STATED PROBLEM
Copy out the part of the data below that begins with the line containing "Please segment every instance of the cow's" and ends with the line containing "[[[14,30],[11,30],[10,36],[12,36]]]", both included.

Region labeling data
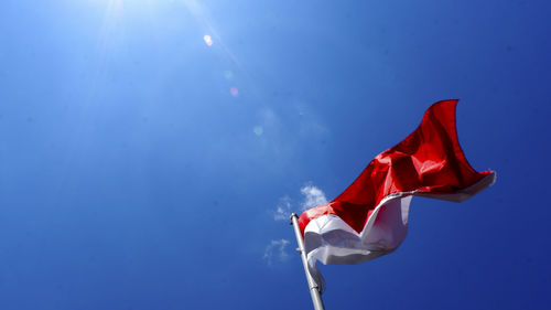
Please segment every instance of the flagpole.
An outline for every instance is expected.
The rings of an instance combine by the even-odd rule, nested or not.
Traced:
[[[304,240],[302,239],[302,234],[301,234],[301,228],[299,227],[299,221],[298,216],[295,213],[291,214],[291,222],[294,227],[294,235],[296,237],[296,243],[299,244],[299,248],[296,248],[298,252],[301,254],[302,258],[302,266],[304,267],[304,272],[306,274],[306,280],[309,282],[309,288],[310,288],[310,295],[312,296],[312,302],[314,303],[314,309],[315,310],[325,310],[325,307],[323,306],[323,300],[320,295],[320,290],[317,285],[314,282],[314,279],[309,272],[309,265],[306,260],[306,252],[304,250]]]

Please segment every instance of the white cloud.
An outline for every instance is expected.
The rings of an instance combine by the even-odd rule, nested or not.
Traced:
[[[272,265],[277,259],[278,261],[285,261],[289,259],[289,254],[285,248],[289,245],[288,239],[271,240],[266,247],[263,259],[268,265]]]
[[[325,193],[314,185],[305,185],[301,189],[301,193],[304,195],[304,202],[302,203],[302,211],[307,209],[326,204],[327,197],[325,197]]]
[[[279,200],[279,203],[273,212],[274,221],[287,221],[291,216],[291,199],[285,195]]]

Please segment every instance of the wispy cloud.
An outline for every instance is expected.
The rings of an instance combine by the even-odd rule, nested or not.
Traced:
[[[273,214],[273,220],[288,221],[293,209],[300,209],[300,211],[305,211],[316,205],[327,203],[327,197],[325,197],[325,193],[311,183],[304,185],[301,189],[301,193],[303,195],[303,200],[300,206],[294,205],[293,200],[291,200],[291,197],[288,195],[280,197],[278,204],[276,205],[276,210],[271,211]]]
[[[302,188],[301,193],[304,195],[304,201],[302,203],[302,211],[314,207],[316,205],[327,203],[327,197],[325,197],[325,193],[312,184]]]
[[[266,247],[263,259],[268,265],[272,265],[274,260],[285,261],[289,259],[289,254],[285,248],[289,245],[288,239],[271,240]]]
[[[273,220],[274,221],[285,221],[289,220],[289,216],[291,215],[291,199],[288,195],[282,196],[279,199],[278,205],[276,206],[276,211],[273,212]]]

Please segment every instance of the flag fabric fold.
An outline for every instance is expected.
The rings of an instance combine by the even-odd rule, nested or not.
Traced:
[[[462,202],[495,182],[494,171],[475,171],[461,149],[456,104],[432,105],[410,136],[371,160],[341,195],[301,214],[309,270],[320,290],[316,260],[358,264],[400,245],[412,196]]]

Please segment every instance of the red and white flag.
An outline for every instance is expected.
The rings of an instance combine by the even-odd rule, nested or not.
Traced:
[[[432,105],[403,141],[378,154],[341,195],[299,218],[310,274],[323,290],[316,260],[358,264],[395,250],[406,237],[412,196],[462,202],[491,185],[457,140],[457,100]]]

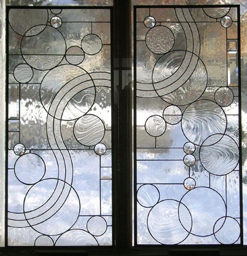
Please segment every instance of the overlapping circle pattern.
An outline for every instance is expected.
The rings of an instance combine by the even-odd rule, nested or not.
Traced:
[[[221,19],[221,25],[227,28],[232,22],[227,16],[230,9],[205,8],[203,10],[211,18]],[[180,11],[175,9],[179,21],[191,19],[185,9],[182,15],[180,15]],[[168,125],[180,123],[187,141],[183,147],[186,154],[181,158],[189,172],[199,161],[210,175],[227,175],[235,169],[239,161],[238,145],[226,134],[228,126],[224,107],[234,102],[233,91],[223,86],[215,90],[212,99],[203,97],[208,77],[206,66],[200,58],[200,35],[195,23],[190,23],[191,28],[192,26],[195,28],[190,31],[181,23],[188,39],[184,50],[173,49],[176,42],[172,31],[165,26],[155,26],[155,15],[143,21],[144,25],[150,28],[145,42],[149,50],[161,57],[154,64],[152,84],[137,84],[137,95],[144,98],[158,96],[165,102],[166,106],[162,116],[155,114],[147,119],[146,131],[157,137],[169,130]],[[166,44],[161,43],[165,41]],[[197,185],[196,178],[188,176],[183,183],[185,191],[178,200],[162,197],[155,184],[145,184],[138,188],[139,207],[150,209],[147,226],[151,236],[162,244],[180,244],[190,235],[213,235],[216,243],[236,243],[240,236],[239,220],[227,216],[224,196],[210,185]]]
[[[36,246],[97,246],[95,236],[102,235],[108,228],[102,217],[91,218],[87,230],[72,229],[79,217],[81,202],[72,185],[73,165],[60,128],[63,121],[72,121],[72,137],[79,146],[95,146],[92,152],[98,157],[105,153],[106,145],[100,143],[105,124],[100,118],[88,112],[96,100],[95,80],[98,89],[109,87],[110,75],[90,74],[78,66],[87,54],[98,53],[102,42],[98,35],[89,34],[81,38],[81,45],[67,47],[63,30],[59,29],[63,23],[57,15],[62,11],[51,9],[49,11],[55,15],[50,13],[49,21],[48,10],[45,9],[29,9],[28,19],[25,9],[11,9],[9,13],[12,29],[22,37],[20,48],[25,62],[14,68],[15,79],[26,83],[32,82],[35,72],[44,74],[39,89],[40,102],[47,114],[49,145],[59,170],[57,177],[48,175],[46,177],[50,163],[41,154],[27,150],[24,144],[15,145],[15,177],[29,189],[24,198],[23,212],[11,212],[9,221],[11,226],[30,227],[39,233],[34,241]],[[16,19],[17,14],[22,22]],[[20,214],[22,219],[18,222]],[[59,236],[53,240],[52,236],[56,235]]]

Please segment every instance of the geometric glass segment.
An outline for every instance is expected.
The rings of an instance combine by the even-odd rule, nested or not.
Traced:
[[[112,11],[7,9],[9,246],[112,244]]]
[[[242,242],[239,15],[134,6],[135,245]]]

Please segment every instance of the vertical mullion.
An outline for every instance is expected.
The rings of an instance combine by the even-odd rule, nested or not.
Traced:
[[[118,170],[115,177],[116,241],[117,249],[127,253],[131,245],[132,132],[131,1],[114,1],[118,42],[119,97]],[[117,170],[116,170],[117,172]]]

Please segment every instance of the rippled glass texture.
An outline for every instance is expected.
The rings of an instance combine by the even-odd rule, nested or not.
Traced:
[[[7,11],[8,245],[111,245],[111,9]]]
[[[135,245],[241,243],[239,11],[134,6]]]

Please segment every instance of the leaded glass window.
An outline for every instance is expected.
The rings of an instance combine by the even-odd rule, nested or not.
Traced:
[[[134,6],[135,245],[241,243],[239,12]]]
[[[112,11],[7,9],[8,245],[112,244]]]

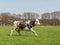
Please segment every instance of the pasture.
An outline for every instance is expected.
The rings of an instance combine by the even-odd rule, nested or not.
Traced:
[[[21,36],[14,31],[9,36],[12,26],[0,26],[0,45],[60,45],[60,26],[35,26],[38,34],[21,31]]]

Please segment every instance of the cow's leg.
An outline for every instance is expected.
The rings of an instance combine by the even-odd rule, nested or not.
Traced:
[[[14,30],[11,30],[10,36],[12,36]]]
[[[20,33],[20,30],[19,30],[19,29],[18,29],[18,31],[17,31],[17,32],[18,32],[18,34],[19,34],[19,35],[21,35],[21,33]]]
[[[35,34],[35,36],[38,36],[37,33],[33,30],[33,28],[31,28],[30,30]]]
[[[16,30],[16,28],[17,28],[17,27],[14,27],[14,28],[11,30],[10,36],[12,36],[13,31],[15,31],[15,30]]]

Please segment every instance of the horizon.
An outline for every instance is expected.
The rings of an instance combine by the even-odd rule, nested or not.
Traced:
[[[60,11],[60,0],[1,0],[0,13],[10,12],[22,14],[34,12],[43,14],[46,12]]]

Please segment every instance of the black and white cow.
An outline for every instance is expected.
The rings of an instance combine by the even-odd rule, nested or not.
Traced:
[[[35,24],[40,25],[39,20],[28,20],[28,21],[14,21],[13,22],[13,29],[11,30],[10,36],[12,36],[13,31],[17,31],[20,34],[21,30],[25,30],[25,31],[31,31],[33,32],[36,36],[37,33],[33,30],[33,27],[35,26]],[[21,30],[20,30],[21,29]]]

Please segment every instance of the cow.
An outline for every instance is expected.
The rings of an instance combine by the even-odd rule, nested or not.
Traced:
[[[13,31],[17,31],[18,34],[20,35],[20,31],[31,31],[35,34],[35,36],[37,36],[37,33],[35,32],[35,30],[33,30],[33,27],[35,25],[40,25],[39,20],[35,19],[35,20],[28,20],[28,21],[14,21],[13,22],[13,29],[11,30],[10,36],[12,36]]]

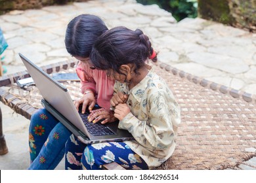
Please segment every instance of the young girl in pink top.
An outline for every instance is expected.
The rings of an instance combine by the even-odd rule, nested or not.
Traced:
[[[91,111],[90,121],[102,123],[112,120],[110,101],[112,97],[114,81],[105,71],[95,69],[90,63],[89,56],[96,39],[108,30],[98,17],[81,14],[68,25],[65,37],[68,53],[79,60],[76,71],[81,79],[81,92],[83,97],[75,102],[78,110],[87,107]],[[98,104],[102,109],[92,110]],[[29,129],[29,146],[31,165],[29,169],[54,169],[63,158],[65,143],[71,132],[45,108],[39,109],[31,118]]]

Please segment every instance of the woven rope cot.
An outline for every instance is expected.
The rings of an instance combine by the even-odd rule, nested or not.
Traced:
[[[71,61],[43,69],[48,73],[74,72],[74,65]],[[181,108],[177,148],[173,155],[156,169],[236,169],[242,162],[256,156],[254,95],[164,63],[157,63],[155,71],[165,79]],[[30,119],[35,110],[42,107],[39,105],[41,97],[35,87],[26,91],[14,82],[0,90],[1,100]],[[64,82],[63,84],[74,99],[81,96],[79,82]]]

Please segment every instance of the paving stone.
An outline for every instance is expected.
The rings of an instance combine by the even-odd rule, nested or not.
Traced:
[[[188,54],[194,62],[215,68],[231,74],[238,74],[249,71],[249,67],[239,58],[221,56],[207,52],[194,52]],[[232,65],[232,67],[230,67]]]
[[[203,78],[212,77],[216,75],[224,75],[220,71],[210,69],[196,63],[177,63],[172,65],[172,66],[188,73]]]

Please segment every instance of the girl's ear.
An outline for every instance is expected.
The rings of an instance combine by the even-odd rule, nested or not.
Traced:
[[[125,74],[127,76],[131,73],[131,68],[128,65],[121,65],[119,71],[121,73]]]

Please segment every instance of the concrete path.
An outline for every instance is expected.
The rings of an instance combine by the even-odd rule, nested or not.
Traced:
[[[256,34],[200,18],[177,23],[157,5],[133,0],[89,1],[39,10],[14,10],[0,16],[9,45],[5,65],[11,74],[25,70],[21,52],[39,65],[71,58],[64,43],[68,23],[81,14],[100,16],[109,28],[141,29],[158,52],[158,59],[207,80],[256,94]],[[29,121],[1,103],[9,152],[0,156],[0,169],[26,169],[29,165]],[[17,142],[19,142],[17,143]],[[242,169],[256,169],[252,158]],[[14,160],[15,159],[15,160]],[[63,169],[63,161],[57,167]]]

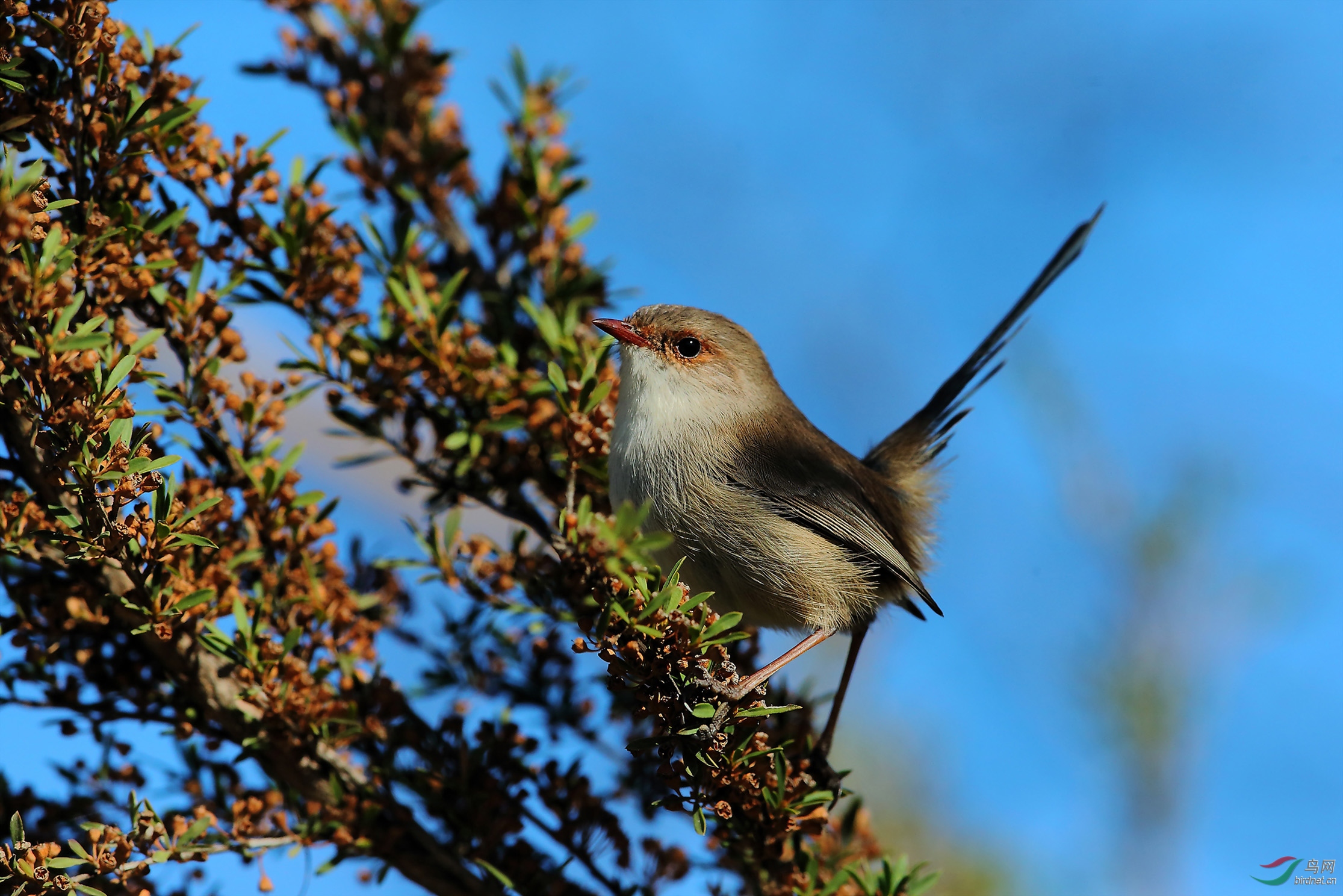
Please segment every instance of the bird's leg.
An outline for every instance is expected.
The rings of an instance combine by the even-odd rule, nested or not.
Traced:
[[[792,647],[790,647],[778,660],[761,666],[757,672],[751,673],[749,676],[747,676],[735,685],[725,685],[721,681],[714,681],[713,678],[708,677],[702,678],[701,681],[714,693],[727,697],[732,703],[736,703],[741,700],[741,697],[747,696],[748,693],[751,693],[764,682],[767,682],[770,677],[774,676],[774,673],[776,673],[779,669],[783,669],[786,665],[788,665],[790,662],[804,654],[807,650],[811,650],[811,647],[817,646],[834,633],[835,633],[834,629],[817,629],[806,638],[792,645]]]
[[[839,724],[839,707],[843,705],[843,696],[849,692],[849,678],[853,677],[853,668],[858,662],[858,649],[862,647],[862,639],[866,634],[868,626],[864,623],[855,626],[849,638],[849,656],[843,661],[843,674],[839,676],[839,688],[835,690],[834,700],[830,701],[830,717],[826,720],[826,729],[821,732],[821,740],[817,742],[817,752],[822,756],[830,752],[830,744],[835,739],[835,725]]]
[[[839,798],[839,775],[830,767],[830,744],[835,737],[835,725],[839,724],[839,707],[843,705],[843,696],[849,692],[849,678],[853,677],[853,668],[858,662],[858,649],[862,647],[862,638],[868,634],[868,625],[854,626],[849,641],[849,656],[843,661],[843,674],[839,676],[839,688],[834,700],[830,701],[830,717],[826,720],[826,729],[821,732],[821,740],[811,751],[810,774],[825,790],[831,790],[835,799]]]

FULL OUTPUT
Please segment every instance of the cow's leg.
An outline for every instance is expected.
The rings of an instance combine by the even-odd rule, nested or not.
Traced:
[[[14,30],[11,30],[10,36],[12,36]]]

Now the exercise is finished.